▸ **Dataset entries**
---------------

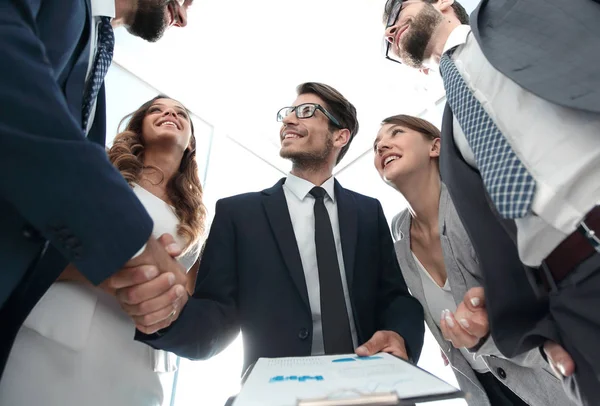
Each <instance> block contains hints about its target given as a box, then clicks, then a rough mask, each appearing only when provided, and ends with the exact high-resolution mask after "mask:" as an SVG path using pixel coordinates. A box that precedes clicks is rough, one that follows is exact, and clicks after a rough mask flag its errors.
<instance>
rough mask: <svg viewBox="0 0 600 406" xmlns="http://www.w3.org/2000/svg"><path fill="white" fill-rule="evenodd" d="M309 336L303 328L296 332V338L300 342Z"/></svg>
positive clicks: (305, 338)
mask: <svg viewBox="0 0 600 406" xmlns="http://www.w3.org/2000/svg"><path fill="white" fill-rule="evenodd" d="M308 336H309V333H308V330H307V329H305V328H301V329H300V332H298V338H299V339H301V340H306V339H307V338H308Z"/></svg>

---------------

Pictures aside, repeat every line of the data above exactly.

Each <instance> block contains hints about its target given as a box, then clicks, then a rough mask, each appearing only when provided, and ends with the exact high-resolution mask after "mask:" as an SVG path using pixel coordinates. A box that precedes clicks is rough, one that follows is exact, and clicks after a rough mask flag its errors.
<instance>
rough mask: <svg viewBox="0 0 600 406" xmlns="http://www.w3.org/2000/svg"><path fill="white" fill-rule="evenodd" d="M309 336L303 328L296 332V338L300 342Z"/></svg>
positive clicks: (305, 338)
mask: <svg viewBox="0 0 600 406" xmlns="http://www.w3.org/2000/svg"><path fill="white" fill-rule="evenodd" d="M308 336H309V333H308V330H307V329H305V328H301V329H300V332H298V338H299V339H301V340H306V339H307V338H308Z"/></svg>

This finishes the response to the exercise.